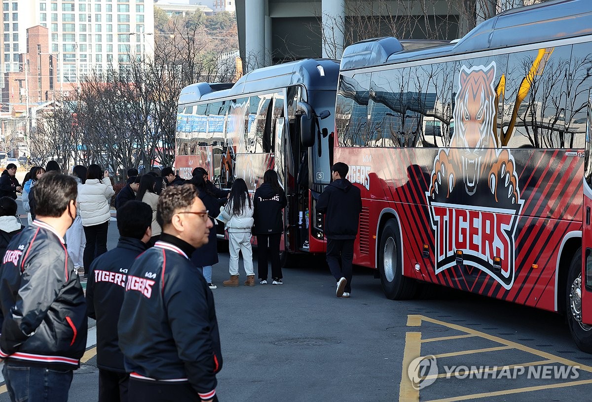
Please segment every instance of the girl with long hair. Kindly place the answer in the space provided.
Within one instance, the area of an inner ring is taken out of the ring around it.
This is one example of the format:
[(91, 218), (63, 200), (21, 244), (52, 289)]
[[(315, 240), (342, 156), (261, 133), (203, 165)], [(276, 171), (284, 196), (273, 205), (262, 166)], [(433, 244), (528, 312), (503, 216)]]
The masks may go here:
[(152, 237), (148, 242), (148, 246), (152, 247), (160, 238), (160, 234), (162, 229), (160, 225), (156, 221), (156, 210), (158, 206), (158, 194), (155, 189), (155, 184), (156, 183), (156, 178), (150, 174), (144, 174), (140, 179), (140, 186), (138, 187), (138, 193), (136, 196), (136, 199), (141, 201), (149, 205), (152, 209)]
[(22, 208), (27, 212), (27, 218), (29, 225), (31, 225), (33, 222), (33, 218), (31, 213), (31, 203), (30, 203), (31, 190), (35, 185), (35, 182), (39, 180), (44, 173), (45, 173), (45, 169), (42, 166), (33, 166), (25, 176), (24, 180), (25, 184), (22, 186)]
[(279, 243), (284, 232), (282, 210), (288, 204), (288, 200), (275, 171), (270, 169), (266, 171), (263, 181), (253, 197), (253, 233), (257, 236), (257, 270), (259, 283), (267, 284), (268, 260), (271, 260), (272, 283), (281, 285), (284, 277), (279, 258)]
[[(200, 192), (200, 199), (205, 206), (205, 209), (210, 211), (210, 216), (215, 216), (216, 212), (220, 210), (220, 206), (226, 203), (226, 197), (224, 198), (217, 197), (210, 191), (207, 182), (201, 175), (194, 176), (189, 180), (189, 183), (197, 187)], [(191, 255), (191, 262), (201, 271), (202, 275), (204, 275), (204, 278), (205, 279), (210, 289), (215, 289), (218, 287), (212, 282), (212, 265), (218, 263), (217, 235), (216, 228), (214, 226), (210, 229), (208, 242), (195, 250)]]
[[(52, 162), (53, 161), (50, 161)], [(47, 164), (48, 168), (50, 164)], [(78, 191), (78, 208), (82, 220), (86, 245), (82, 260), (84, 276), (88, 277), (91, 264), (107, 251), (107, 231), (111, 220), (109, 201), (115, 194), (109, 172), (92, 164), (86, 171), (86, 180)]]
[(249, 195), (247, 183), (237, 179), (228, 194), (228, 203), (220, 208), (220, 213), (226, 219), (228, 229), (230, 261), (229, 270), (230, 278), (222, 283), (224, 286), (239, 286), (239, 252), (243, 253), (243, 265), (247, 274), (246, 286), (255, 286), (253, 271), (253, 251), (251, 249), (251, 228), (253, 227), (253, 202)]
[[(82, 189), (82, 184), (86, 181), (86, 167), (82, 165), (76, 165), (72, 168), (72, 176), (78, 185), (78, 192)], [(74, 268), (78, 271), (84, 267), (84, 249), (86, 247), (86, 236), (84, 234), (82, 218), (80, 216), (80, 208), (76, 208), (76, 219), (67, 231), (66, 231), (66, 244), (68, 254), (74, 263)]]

▶ **Task directions**: Transcribe the listing above line for line, exactly as it appears, and leave out the picture.

▶ **Solution to this task**:
Please segment every instance of the girl with long hair. Kindly place the answer in the space provided.
Within one instance, the area of an inner ring is taken out of the ring around it.
This is one example of the format:
[(91, 218), (63, 200), (21, 244), (52, 289)]
[[(315, 240), (342, 156), (261, 133), (203, 165)], [(276, 171), (284, 196), (273, 205), (262, 166)], [(433, 244), (528, 312), (503, 216)]]
The masks may go here:
[(152, 237), (148, 242), (148, 246), (152, 247), (160, 238), (160, 234), (162, 229), (160, 225), (156, 221), (156, 210), (158, 206), (158, 194), (155, 189), (155, 184), (156, 183), (156, 178), (150, 174), (144, 174), (140, 179), (140, 186), (138, 187), (138, 193), (136, 196), (136, 199), (141, 201), (149, 205), (152, 209)]
[(22, 208), (27, 212), (27, 218), (29, 225), (31, 225), (33, 222), (33, 218), (31, 213), (31, 203), (30, 203), (31, 190), (35, 185), (35, 182), (39, 180), (44, 173), (45, 173), (45, 169), (42, 166), (33, 166), (25, 176), (24, 180), (25, 184), (22, 186)]
[(279, 243), (284, 232), (282, 210), (288, 204), (288, 200), (275, 171), (270, 169), (266, 171), (263, 181), (253, 197), (253, 233), (257, 236), (257, 270), (259, 283), (267, 284), (268, 260), (271, 260), (272, 283), (281, 285), (284, 277), (279, 258)]
[[(200, 192), (200, 199), (205, 206), (205, 209), (210, 211), (210, 216), (215, 216), (216, 212), (220, 210), (220, 206), (226, 203), (226, 197), (224, 198), (217, 197), (210, 191), (207, 182), (201, 175), (194, 176), (189, 180), (189, 183), (197, 187)], [(191, 255), (191, 262), (201, 271), (202, 275), (204, 275), (204, 278), (205, 279), (210, 289), (215, 289), (218, 287), (212, 282), (212, 265), (218, 263), (217, 235), (216, 228), (214, 226), (210, 229), (208, 242), (195, 250)]]
[[(52, 162), (53, 161), (50, 161)], [(47, 164), (48, 168), (50, 164)], [(78, 191), (78, 208), (82, 220), (86, 245), (82, 260), (84, 276), (88, 277), (91, 264), (107, 251), (107, 231), (111, 220), (109, 201), (115, 194), (109, 172), (92, 164), (86, 171), (86, 180)]]
[(249, 195), (247, 183), (237, 179), (228, 194), (228, 203), (220, 208), (220, 213), (226, 219), (228, 229), (230, 261), (229, 270), (230, 278), (222, 283), (224, 286), (239, 286), (239, 252), (243, 253), (243, 265), (247, 274), (246, 286), (255, 286), (253, 271), (253, 251), (251, 249), (251, 228), (253, 227), (253, 202)]
[[(82, 189), (82, 184), (86, 181), (86, 167), (82, 165), (76, 165), (72, 168), (72, 176), (78, 185), (78, 192)], [(74, 268), (78, 271), (84, 267), (84, 249), (86, 247), (86, 236), (84, 234), (82, 218), (80, 216), (80, 208), (76, 208), (76, 219), (67, 231), (66, 231), (66, 244), (68, 254), (74, 263)]]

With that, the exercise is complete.